__Short exercise__: Quote the lines below exactly, from the one that holds "For the benchmark, mark every instance of the broad" through the final line of the records, and only those.

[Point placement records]
◇ ◇ ◇ ◇ ◇ ◇ ◇

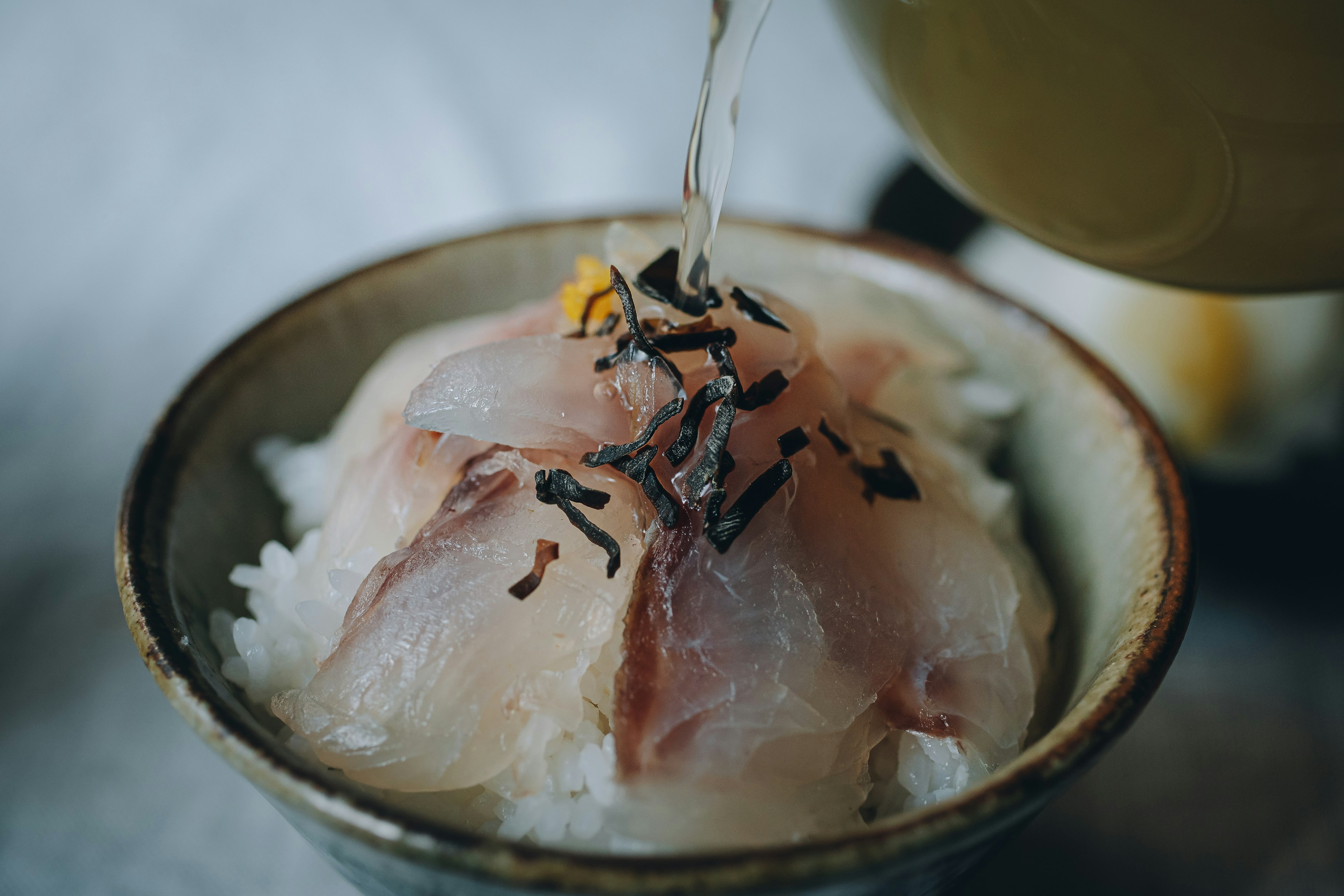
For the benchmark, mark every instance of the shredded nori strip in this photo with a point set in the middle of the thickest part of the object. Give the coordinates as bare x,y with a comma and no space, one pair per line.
718,495
632,322
701,402
764,391
890,422
714,445
546,551
723,360
588,309
755,311
613,452
638,468
690,342
890,480
723,530
836,442
659,279
557,487
793,441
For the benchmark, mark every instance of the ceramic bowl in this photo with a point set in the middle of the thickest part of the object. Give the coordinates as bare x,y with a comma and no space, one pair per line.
1102,503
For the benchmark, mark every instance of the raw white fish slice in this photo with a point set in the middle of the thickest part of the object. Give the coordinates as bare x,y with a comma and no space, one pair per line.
441,679
539,393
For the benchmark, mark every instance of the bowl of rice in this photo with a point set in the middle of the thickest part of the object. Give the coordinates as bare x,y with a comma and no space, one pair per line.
253,624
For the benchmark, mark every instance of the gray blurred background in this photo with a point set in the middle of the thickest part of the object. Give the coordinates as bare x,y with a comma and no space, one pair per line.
173,171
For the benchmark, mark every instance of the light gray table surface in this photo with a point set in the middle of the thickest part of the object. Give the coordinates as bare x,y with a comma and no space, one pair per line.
171,171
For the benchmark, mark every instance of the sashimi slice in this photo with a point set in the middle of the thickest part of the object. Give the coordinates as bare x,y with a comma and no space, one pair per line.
441,679
541,393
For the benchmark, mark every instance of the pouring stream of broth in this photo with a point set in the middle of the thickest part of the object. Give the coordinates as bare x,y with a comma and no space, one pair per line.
733,29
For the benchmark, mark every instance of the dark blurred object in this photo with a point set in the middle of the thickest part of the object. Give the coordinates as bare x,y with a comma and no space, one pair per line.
1280,540
918,207
1233,780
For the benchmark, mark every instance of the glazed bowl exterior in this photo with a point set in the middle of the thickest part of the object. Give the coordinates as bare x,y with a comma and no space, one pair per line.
1101,498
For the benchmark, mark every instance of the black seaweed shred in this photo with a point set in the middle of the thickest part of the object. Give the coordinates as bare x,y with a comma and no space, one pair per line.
546,553
632,323
557,487
836,442
723,530
613,452
715,442
878,417
755,311
723,360
709,394
659,279
793,441
718,495
691,342
588,309
890,480
764,391
638,468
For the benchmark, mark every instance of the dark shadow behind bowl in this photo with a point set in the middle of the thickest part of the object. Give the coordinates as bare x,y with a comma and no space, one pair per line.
1102,503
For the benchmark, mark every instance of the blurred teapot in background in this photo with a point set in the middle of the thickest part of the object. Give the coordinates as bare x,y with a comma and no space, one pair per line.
1198,144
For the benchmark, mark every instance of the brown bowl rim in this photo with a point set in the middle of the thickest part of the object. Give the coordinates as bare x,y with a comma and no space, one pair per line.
1006,801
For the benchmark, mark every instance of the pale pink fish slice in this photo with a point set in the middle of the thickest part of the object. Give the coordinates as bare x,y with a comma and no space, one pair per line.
376,406
537,393
753,665
441,678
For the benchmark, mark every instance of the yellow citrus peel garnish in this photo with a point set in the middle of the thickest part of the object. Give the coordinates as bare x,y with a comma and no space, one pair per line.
590,277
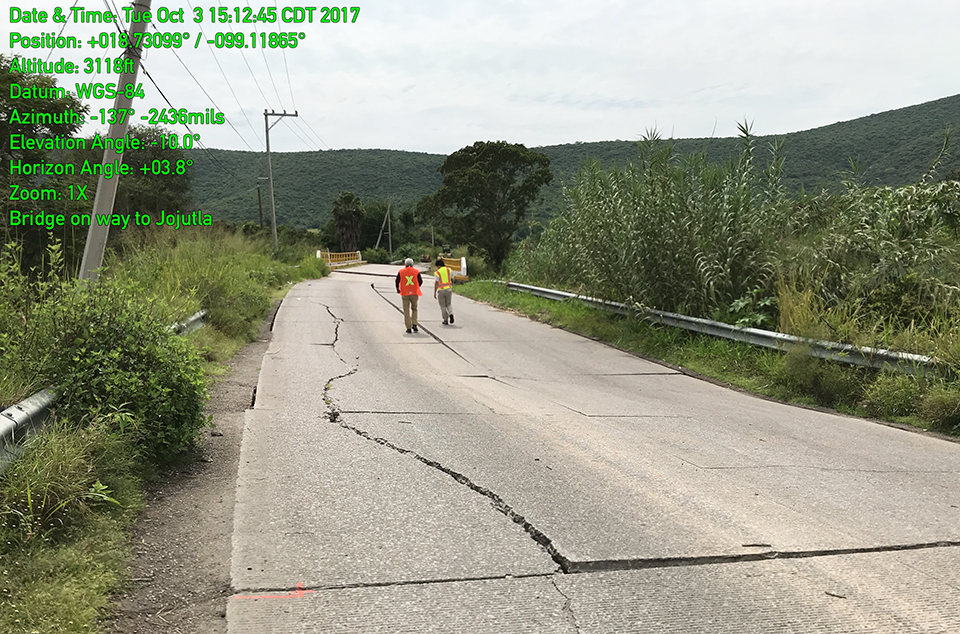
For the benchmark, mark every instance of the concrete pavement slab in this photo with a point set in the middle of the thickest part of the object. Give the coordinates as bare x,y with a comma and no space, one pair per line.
320,505
825,594
497,606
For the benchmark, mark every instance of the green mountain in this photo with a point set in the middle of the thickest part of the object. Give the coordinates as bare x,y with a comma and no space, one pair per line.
892,148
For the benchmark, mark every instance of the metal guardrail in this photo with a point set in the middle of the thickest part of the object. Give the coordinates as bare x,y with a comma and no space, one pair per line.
19,422
338,259
902,362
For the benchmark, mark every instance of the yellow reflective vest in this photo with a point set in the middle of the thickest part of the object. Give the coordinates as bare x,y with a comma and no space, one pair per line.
444,278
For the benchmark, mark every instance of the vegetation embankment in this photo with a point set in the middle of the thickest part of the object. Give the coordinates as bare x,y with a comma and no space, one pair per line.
869,266
131,400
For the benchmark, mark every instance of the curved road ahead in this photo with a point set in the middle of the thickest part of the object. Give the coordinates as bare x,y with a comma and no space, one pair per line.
501,475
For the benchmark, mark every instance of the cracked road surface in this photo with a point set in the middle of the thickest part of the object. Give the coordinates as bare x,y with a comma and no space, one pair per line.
500,475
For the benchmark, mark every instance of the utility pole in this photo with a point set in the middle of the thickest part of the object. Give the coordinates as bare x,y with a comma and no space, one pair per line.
266,130
107,187
259,200
385,223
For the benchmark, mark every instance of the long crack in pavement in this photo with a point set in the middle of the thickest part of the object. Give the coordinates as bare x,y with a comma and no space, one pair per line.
565,565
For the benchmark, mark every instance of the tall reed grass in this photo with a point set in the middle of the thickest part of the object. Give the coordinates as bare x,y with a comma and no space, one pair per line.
870,266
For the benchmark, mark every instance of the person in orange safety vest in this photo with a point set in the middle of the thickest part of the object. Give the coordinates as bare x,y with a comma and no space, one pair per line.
408,282
443,290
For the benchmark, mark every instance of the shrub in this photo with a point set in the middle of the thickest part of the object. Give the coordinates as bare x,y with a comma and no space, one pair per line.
892,395
108,350
941,408
64,472
827,382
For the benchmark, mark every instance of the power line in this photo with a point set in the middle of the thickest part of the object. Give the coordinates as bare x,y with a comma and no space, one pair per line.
230,123
232,91
150,77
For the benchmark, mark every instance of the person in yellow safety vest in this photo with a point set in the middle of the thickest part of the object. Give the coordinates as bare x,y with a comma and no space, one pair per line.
409,281
443,290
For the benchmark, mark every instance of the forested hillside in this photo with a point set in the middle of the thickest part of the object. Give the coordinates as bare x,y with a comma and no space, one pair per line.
892,148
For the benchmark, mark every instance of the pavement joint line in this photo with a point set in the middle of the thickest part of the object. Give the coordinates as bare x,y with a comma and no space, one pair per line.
422,327
610,565
366,411
486,376
813,468
498,503
380,584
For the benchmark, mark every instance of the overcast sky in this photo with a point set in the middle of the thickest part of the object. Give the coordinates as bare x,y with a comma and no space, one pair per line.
437,76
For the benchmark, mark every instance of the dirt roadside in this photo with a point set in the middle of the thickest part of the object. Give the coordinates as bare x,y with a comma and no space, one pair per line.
180,574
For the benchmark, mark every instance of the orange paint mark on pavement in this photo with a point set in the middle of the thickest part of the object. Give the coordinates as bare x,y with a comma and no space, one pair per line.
299,593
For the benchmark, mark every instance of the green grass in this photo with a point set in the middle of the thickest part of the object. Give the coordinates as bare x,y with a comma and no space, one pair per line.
66,503
796,377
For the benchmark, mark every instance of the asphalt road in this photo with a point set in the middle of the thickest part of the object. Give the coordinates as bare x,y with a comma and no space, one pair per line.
501,475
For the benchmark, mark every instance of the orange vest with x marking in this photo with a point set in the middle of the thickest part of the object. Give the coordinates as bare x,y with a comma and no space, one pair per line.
408,281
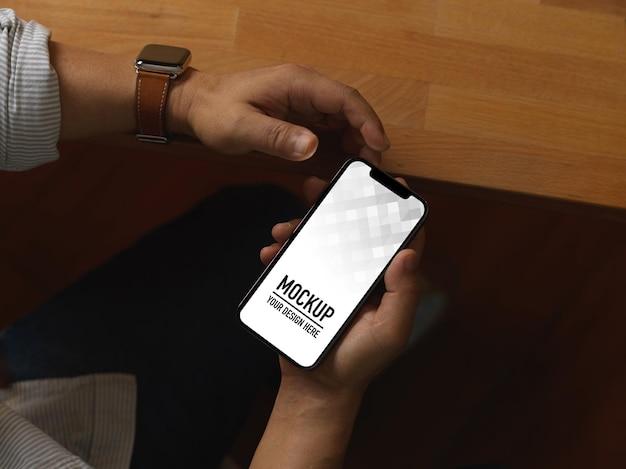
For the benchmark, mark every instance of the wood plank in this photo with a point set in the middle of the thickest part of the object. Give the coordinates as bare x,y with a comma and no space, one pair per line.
127,26
610,7
562,126
487,162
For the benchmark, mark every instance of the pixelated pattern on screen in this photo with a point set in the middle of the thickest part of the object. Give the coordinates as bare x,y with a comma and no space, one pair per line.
363,225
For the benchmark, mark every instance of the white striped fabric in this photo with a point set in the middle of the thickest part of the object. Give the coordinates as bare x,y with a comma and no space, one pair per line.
87,421
30,106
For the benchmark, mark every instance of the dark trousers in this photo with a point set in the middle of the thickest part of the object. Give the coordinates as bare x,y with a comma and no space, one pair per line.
165,311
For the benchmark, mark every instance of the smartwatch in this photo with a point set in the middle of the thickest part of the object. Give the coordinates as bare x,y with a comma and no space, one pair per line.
156,66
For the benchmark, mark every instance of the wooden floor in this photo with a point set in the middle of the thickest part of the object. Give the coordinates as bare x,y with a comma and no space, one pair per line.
526,369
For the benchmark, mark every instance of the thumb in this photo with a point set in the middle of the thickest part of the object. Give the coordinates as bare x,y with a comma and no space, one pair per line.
279,138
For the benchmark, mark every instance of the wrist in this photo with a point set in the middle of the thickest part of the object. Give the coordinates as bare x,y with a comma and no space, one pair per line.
181,97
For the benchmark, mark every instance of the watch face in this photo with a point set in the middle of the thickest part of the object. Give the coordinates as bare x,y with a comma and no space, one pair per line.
163,59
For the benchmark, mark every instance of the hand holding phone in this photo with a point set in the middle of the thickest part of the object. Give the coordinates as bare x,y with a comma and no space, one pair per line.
326,270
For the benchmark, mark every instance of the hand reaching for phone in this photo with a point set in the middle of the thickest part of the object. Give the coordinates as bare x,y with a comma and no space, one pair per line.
311,422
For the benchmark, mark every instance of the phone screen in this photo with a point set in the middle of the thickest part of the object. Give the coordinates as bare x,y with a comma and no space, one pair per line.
323,274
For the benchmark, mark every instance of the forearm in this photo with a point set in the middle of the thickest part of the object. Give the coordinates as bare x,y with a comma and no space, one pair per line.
308,429
97,92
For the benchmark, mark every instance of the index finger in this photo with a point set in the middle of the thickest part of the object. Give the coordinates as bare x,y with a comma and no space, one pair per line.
331,97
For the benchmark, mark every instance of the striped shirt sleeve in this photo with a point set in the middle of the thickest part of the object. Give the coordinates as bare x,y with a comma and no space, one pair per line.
30,106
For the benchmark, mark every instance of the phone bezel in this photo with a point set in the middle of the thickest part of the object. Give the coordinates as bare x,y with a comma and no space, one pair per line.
381,177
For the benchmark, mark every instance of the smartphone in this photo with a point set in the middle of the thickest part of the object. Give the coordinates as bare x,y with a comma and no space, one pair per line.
323,274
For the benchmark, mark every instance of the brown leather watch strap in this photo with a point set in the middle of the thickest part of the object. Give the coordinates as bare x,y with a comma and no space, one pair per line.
151,93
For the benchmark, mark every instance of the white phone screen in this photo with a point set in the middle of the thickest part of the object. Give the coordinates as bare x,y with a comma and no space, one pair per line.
321,277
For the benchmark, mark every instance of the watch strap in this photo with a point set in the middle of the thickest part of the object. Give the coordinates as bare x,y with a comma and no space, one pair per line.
151,92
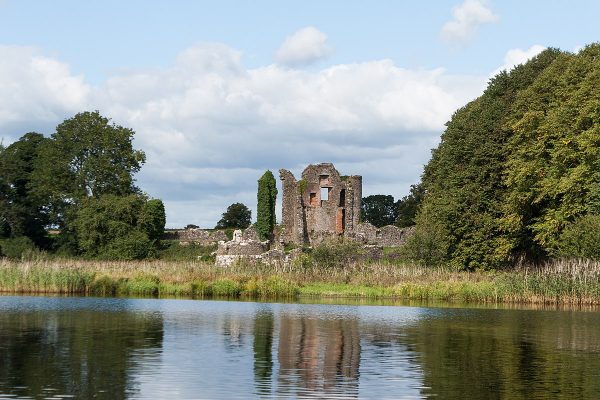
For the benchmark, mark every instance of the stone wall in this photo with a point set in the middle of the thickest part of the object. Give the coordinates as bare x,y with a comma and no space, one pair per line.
198,236
322,204
387,236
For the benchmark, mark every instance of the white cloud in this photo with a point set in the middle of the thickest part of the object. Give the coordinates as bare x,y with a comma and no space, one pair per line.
467,17
304,47
36,88
210,127
515,57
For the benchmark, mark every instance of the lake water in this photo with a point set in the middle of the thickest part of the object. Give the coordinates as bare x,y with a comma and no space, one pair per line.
56,347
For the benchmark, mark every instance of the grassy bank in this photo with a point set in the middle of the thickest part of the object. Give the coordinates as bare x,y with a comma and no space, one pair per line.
564,282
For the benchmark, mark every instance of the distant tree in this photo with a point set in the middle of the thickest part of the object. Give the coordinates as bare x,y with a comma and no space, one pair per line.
152,219
265,210
379,210
237,216
22,213
406,208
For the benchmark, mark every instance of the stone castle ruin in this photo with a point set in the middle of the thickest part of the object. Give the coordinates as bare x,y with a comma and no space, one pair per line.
321,205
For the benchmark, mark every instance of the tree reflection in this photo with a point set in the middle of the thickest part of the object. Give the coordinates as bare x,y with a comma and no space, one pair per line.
263,360
80,353
508,355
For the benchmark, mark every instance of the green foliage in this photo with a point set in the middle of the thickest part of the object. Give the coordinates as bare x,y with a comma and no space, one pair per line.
87,156
302,186
553,165
117,227
237,216
379,210
22,213
17,248
429,243
464,181
265,209
152,219
581,238
407,207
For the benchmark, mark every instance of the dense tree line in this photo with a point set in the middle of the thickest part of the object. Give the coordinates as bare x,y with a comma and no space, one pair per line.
517,173
381,210
80,182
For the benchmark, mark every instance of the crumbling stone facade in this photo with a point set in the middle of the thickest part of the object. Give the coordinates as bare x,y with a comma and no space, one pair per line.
320,205
203,237
244,247
387,236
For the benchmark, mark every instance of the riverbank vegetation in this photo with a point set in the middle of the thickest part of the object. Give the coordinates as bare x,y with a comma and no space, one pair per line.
560,282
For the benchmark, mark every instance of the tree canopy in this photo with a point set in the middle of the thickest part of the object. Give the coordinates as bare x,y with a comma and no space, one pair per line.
80,180
379,210
237,216
517,165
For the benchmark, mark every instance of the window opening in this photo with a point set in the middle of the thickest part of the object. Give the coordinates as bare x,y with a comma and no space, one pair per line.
325,194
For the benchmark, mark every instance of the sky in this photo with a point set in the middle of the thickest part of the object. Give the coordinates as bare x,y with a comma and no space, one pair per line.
219,92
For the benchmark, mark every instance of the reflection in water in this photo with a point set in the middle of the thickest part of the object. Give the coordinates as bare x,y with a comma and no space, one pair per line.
319,355
509,355
263,341
118,348
81,353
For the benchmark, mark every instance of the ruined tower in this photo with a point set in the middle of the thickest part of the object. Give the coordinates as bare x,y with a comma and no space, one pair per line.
321,204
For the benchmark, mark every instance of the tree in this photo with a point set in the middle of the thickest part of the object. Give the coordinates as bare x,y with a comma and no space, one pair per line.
86,157
379,210
553,164
152,219
237,216
22,213
118,227
464,180
407,207
265,210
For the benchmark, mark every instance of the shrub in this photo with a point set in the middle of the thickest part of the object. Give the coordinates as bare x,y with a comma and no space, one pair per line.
17,248
581,238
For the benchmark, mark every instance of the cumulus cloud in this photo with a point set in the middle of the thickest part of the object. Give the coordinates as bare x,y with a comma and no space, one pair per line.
36,89
210,126
467,18
515,57
304,47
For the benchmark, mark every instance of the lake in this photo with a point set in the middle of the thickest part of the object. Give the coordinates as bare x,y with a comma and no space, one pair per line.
115,348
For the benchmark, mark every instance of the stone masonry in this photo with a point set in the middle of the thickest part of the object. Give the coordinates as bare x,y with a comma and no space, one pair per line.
321,204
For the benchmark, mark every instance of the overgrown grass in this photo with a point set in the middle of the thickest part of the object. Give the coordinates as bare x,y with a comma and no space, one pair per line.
559,282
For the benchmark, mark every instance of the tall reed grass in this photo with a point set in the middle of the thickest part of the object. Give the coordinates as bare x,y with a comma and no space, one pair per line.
556,282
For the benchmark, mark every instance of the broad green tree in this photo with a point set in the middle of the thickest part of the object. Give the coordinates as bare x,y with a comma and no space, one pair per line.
464,180
22,212
118,227
265,209
88,156
379,210
237,216
407,207
553,165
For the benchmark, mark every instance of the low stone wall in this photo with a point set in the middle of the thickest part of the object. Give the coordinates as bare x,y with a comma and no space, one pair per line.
387,236
199,236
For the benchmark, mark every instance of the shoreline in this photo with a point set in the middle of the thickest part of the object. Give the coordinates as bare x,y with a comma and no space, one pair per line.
575,283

◇ ◇ ◇ ◇ ◇ ◇ ◇

__Response__:
For the benchmark, mark every instance of the broad green tree in this photo with a point set in the middle of the thickest part of the object. Give the coordinates as bare x,y with a comma and no space, one pair per line.
464,180
22,212
118,227
265,209
88,156
379,210
237,216
407,207
553,165
For the benchmark, mark every instance of the low stone wall in this photo with a point set in the middle of the thickest part of the object. Give the coordinates as bare x,y with a comma and no space, one pair per line.
387,236
199,236
For the benchmark, mark every instance of the shoreline in this photo with a point set in the middle of the thickest part of the object. Give the coordinates as bare x,y with a comma and no space, one pair per line.
575,283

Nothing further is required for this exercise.